[Excerpts from a location annotation dataset]
++++
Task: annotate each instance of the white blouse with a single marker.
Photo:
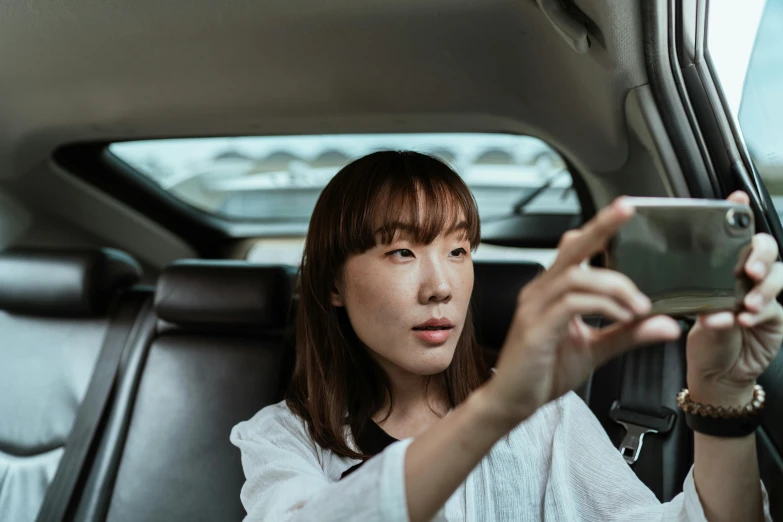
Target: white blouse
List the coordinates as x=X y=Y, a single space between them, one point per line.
x=557 y=465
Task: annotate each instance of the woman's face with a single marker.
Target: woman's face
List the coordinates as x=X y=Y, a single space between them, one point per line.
x=407 y=302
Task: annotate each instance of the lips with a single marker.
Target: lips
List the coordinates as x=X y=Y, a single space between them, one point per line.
x=434 y=331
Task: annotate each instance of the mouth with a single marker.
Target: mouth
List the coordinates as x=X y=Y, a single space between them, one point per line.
x=434 y=331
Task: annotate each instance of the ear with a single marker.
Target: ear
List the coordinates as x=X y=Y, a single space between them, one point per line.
x=337 y=298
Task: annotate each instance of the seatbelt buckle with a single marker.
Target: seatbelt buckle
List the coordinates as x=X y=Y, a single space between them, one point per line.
x=637 y=424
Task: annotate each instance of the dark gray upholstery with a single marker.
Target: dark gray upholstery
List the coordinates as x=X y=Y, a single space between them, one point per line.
x=223 y=293
x=495 y=291
x=52 y=325
x=68 y=283
x=217 y=364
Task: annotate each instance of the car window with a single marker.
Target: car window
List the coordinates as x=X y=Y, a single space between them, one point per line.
x=745 y=42
x=278 y=179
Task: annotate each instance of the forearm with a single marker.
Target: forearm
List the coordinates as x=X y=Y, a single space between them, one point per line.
x=726 y=470
x=441 y=458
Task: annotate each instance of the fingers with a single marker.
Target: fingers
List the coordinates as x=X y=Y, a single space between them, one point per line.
x=616 y=339
x=766 y=291
x=763 y=255
x=599 y=281
x=578 y=245
x=575 y=303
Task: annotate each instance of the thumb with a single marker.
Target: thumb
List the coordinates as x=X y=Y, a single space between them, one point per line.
x=618 y=338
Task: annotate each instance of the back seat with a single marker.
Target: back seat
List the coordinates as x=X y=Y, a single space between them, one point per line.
x=53 y=319
x=215 y=357
x=214 y=360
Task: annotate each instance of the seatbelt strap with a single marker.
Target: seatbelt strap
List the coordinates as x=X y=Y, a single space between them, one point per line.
x=123 y=319
x=651 y=376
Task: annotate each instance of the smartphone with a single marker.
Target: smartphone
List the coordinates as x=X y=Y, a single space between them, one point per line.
x=686 y=255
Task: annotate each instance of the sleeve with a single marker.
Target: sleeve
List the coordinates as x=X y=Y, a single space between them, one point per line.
x=602 y=484
x=285 y=481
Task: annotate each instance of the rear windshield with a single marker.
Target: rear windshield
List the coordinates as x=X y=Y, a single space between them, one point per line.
x=278 y=178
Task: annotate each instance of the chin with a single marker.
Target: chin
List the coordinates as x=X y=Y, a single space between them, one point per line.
x=430 y=361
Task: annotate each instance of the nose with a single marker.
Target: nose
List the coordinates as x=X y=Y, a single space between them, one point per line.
x=436 y=285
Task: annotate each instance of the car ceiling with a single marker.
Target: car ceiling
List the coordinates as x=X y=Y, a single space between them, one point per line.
x=92 y=70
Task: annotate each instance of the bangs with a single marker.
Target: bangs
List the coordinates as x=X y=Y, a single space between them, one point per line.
x=409 y=195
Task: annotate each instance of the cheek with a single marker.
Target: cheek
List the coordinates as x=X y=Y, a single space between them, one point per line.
x=372 y=297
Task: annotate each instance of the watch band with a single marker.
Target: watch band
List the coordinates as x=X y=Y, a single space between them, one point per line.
x=721 y=421
x=723 y=427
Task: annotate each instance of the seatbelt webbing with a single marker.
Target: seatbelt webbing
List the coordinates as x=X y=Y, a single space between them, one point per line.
x=651 y=376
x=123 y=318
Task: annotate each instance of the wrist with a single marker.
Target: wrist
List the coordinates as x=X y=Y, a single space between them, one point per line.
x=718 y=392
x=493 y=413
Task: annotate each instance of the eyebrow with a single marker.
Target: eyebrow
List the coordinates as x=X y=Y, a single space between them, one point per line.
x=410 y=229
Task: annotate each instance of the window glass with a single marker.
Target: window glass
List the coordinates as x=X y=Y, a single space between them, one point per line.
x=746 y=45
x=279 y=178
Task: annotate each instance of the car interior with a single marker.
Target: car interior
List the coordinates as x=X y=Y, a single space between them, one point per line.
x=139 y=324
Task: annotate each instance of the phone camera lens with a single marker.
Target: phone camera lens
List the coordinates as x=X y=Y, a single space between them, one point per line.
x=741 y=220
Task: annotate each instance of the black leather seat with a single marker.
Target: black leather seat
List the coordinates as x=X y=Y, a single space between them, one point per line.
x=495 y=290
x=53 y=319
x=215 y=360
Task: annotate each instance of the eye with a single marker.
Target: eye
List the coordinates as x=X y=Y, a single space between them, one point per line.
x=401 y=252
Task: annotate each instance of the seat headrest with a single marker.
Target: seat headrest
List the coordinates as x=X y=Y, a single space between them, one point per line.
x=495 y=291
x=64 y=282
x=232 y=293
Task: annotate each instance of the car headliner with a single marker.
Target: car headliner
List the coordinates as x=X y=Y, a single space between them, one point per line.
x=92 y=70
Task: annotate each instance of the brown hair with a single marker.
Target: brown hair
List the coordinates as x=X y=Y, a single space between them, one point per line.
x=368 y=201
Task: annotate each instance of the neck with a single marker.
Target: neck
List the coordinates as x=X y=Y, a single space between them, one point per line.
x=413 y=399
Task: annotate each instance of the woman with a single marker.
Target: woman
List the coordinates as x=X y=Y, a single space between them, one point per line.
x=388 y=365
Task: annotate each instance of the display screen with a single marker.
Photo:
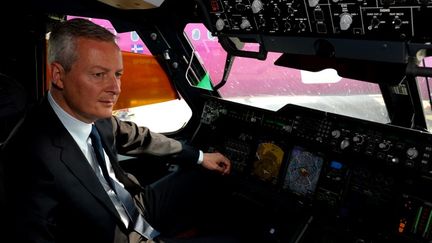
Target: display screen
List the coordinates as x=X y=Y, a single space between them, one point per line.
x=267 y=162
x=303 y=171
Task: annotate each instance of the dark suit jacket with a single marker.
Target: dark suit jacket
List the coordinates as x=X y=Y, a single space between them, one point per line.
x=52 y=191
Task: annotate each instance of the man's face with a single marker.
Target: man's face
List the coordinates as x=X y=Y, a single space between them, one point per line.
x=92 y=86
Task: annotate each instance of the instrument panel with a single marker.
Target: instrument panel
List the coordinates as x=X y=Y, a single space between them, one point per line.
x=333 y=178
x=372 y=19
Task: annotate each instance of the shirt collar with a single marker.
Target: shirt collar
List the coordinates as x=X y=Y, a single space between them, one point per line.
x=79 y=130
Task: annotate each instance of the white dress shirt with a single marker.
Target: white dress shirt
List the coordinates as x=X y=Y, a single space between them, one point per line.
x=80 y=132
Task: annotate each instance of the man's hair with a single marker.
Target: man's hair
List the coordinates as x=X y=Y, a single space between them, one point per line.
x=63 y=39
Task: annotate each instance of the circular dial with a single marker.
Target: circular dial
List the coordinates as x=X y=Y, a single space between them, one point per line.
x=303 y=172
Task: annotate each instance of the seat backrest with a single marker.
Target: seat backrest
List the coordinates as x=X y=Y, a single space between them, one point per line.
x=12 y=109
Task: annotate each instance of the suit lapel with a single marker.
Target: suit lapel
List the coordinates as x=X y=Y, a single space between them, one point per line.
x=72 y=156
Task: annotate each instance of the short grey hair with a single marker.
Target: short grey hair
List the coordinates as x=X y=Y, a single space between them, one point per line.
x=63 y=37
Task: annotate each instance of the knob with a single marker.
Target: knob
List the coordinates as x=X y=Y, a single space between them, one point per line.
x=384 y=146
x=245 y=24
x=335 y=133
x=345 y=21
x=220 y=24
x=257 y=6
x=412 y=153
x=358 y=139
x=313 y=3
x=344 y=144
x=397 y=22
x=375 y=22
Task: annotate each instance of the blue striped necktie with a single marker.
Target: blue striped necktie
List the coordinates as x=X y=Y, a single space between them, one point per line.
x=136 y=219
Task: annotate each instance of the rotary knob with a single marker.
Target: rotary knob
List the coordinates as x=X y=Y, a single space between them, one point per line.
x=345 y=21
x=220 y=24
x=256 y=6
x=245 y=24
x=412 y=153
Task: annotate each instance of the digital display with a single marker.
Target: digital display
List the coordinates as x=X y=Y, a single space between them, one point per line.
x=303 y=171
x=267 y=163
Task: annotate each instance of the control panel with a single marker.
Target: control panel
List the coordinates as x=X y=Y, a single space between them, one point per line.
x=370 y=19
x=339 y=179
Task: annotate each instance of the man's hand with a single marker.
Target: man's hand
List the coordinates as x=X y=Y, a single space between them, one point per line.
x=217 y=162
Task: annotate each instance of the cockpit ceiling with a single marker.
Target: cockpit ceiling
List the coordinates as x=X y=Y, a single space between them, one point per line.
x=133 y=4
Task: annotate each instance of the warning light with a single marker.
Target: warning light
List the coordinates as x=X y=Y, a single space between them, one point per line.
x=214 y=6
x=402 y=224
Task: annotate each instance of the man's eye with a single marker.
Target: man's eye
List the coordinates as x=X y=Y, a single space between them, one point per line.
x=99 y=75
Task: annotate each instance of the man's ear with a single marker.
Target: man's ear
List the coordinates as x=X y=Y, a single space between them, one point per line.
x=57 y=75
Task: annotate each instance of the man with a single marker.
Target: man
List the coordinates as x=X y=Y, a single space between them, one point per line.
x=57 y=189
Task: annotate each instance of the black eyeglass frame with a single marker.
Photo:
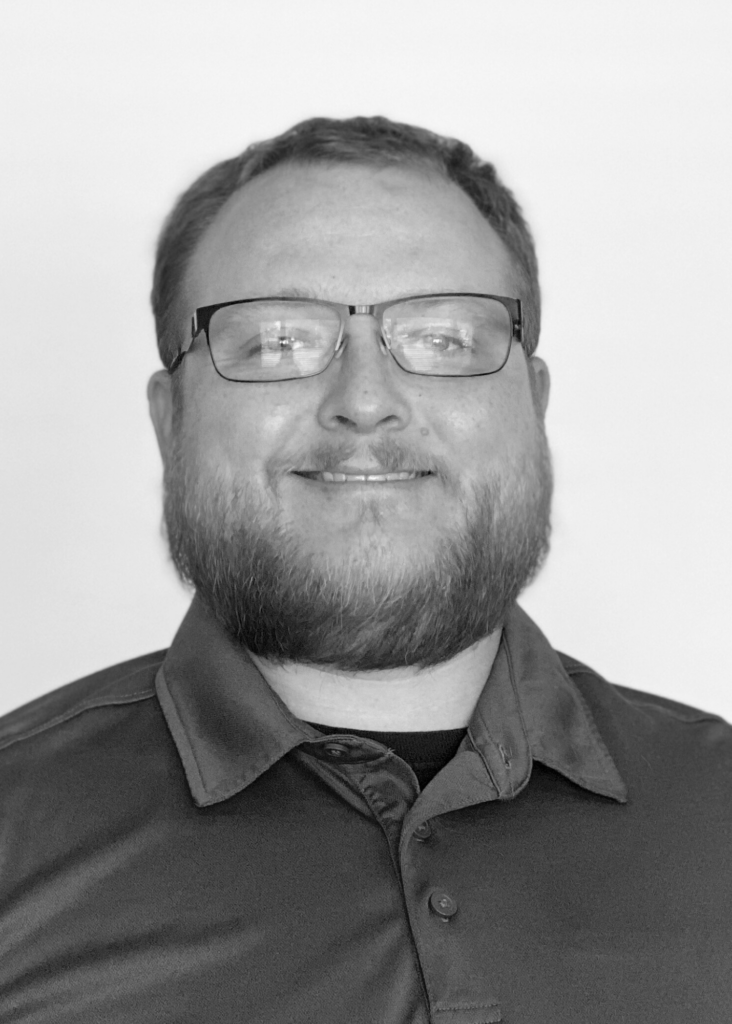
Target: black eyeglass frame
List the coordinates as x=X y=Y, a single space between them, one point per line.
x=201 y=321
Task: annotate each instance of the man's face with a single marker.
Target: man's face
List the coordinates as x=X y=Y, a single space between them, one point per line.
x=237 y=497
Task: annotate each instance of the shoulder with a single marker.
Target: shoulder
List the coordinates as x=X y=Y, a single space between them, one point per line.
x=595 y=686
x=684 y=747
x=119 y=685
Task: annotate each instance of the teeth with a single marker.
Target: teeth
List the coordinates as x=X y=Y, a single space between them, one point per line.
x=363 y=477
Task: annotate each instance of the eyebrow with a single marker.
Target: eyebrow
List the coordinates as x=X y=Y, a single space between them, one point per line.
x=298 y=293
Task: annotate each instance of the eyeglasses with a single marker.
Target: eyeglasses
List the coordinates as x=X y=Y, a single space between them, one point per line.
x=278 y=339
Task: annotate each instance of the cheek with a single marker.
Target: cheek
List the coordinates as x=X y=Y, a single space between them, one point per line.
x=234 y=429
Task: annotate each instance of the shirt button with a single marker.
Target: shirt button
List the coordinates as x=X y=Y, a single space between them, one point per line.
x=443 y=905
x=337 y=751
x=423 y=832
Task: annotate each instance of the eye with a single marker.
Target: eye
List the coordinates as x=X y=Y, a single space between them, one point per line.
x=437 y=339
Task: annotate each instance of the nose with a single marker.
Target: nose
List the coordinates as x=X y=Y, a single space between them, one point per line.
x=363 y=389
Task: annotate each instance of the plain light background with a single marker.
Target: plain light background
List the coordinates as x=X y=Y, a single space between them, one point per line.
x=611 y=123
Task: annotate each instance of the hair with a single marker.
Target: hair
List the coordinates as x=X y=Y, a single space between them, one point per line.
x=375 y=141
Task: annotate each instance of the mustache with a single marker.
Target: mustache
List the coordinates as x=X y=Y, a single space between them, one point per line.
x=391 y=455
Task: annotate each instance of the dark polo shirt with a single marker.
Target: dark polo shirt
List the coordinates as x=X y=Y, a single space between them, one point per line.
x=175 y=846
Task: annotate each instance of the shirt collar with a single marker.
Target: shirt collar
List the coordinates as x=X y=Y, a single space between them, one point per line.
x=229 y=726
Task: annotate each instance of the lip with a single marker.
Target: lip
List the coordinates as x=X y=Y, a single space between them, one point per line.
x=350 y=475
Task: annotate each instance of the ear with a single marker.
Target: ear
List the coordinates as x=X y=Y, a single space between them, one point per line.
x=539 y=378
x=160 y=397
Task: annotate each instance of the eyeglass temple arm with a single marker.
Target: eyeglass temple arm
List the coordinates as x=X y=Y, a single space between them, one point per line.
x=195 y=331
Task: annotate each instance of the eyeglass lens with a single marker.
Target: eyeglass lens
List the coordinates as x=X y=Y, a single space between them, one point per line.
x=448 y=336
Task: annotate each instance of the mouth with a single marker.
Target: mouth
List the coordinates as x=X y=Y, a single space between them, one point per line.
x=399 y=477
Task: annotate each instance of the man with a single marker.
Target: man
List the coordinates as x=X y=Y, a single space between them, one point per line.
x=360 y=786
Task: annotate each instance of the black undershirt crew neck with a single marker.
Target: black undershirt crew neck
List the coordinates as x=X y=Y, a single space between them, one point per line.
x=425 y=753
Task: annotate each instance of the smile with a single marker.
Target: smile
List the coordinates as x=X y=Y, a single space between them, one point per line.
x=326 y=477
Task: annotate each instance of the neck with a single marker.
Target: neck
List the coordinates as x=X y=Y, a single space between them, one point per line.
x=408 y=699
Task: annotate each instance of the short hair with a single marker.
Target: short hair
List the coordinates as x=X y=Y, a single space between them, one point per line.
x=371 y=141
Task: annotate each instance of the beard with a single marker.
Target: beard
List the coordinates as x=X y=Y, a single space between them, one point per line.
x=372 y=609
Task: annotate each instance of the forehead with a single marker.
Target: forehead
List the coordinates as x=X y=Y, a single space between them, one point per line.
x=347 y=232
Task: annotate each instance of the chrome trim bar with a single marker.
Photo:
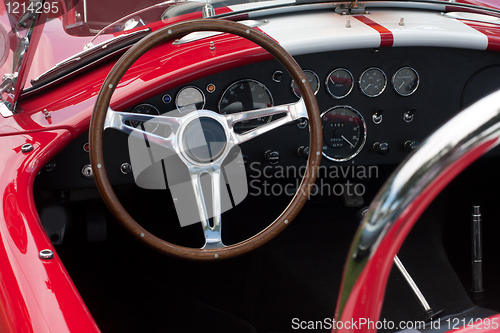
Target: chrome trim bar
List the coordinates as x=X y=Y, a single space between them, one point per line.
x=405 y=195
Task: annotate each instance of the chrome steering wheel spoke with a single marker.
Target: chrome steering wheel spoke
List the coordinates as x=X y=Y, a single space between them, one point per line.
x=212 y=233
x=292 y=112
x=122 y=122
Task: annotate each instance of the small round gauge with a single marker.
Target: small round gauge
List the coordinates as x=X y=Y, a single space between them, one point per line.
x=146 y=109
x=344 y=132
x=372 y=82
x=339 y=83
x=405 y=81
x=190 y=99
x=246 y=95
x=313 y=81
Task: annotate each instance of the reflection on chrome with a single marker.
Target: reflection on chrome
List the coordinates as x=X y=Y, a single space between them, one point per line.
x=405 y=195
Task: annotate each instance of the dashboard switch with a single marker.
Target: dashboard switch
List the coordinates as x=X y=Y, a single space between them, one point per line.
x=87 y=171
x=272 y=156
x=377 y=117
x=126 y=168
x=381 y=148
x=303 y=152
x=411 y=145
x=408 y=116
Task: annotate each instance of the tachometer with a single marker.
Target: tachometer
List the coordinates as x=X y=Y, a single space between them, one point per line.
x=405 y=81
x=344 y=132
x=190 y=99
x=313 y=81
x=339 y=83
x=245 y=95
x=372 y=82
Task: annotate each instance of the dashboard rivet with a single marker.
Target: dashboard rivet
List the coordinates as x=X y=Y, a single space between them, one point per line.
x=26 y=148
x=46 y=254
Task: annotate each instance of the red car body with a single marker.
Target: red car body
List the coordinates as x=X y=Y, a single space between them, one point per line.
x=38 y=295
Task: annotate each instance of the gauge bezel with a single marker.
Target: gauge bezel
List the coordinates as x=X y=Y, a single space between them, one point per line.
x=361 y=146
x=244 y=80
x=187 y=87
x=317 y=79
x=149 y=105
x=361 y=78
x=327 y=79
x=394 y=78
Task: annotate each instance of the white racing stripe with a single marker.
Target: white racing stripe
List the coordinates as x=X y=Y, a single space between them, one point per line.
x=320 y=31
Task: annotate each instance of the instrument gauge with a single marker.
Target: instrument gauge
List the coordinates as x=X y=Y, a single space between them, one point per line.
x=146 y=109
x=372 y=82
x=190 y=98
x=405 y=81
x=344 y=132
x=246 y=95
x=339 y=83
x=313 y=81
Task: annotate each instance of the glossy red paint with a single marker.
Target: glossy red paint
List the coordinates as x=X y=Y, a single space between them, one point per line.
x=148 y=77
x=386 y=37
x=492 y=31
x=35 y=295
x=367 y=295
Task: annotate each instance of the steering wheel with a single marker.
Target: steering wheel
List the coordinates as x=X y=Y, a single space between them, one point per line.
x=178 y=141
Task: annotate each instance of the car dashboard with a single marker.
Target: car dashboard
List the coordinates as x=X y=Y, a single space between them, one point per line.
x=377 y=104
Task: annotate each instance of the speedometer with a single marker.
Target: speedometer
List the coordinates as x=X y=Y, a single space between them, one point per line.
x=246 y=95
x=190 y=99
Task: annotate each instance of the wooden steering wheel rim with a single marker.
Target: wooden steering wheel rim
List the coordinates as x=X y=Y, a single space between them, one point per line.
x=176 y=31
++++
● **Set task**: Starting at the beginning of the lines and stopping after the line that contains "x=407 y=302", give them as a two-column CSV with the columns text and answer, one row per answer and each field quoted, with line breaks replaced by spaces. Leave out the picture.

● **Solved problem**:
text,answer
"Task: annotate each instance of the white blouse with a single marker. Photo: Target: white blouse List the coordinates as x=X y=Y, a single space between them, one point per line.","x=557 y=465"
"Task: annotate each instance of the woman's face with a single marker. Target: woman's face List the coordinates as x=X y=Y, a single space between them, one point per line.","x=407 y=302"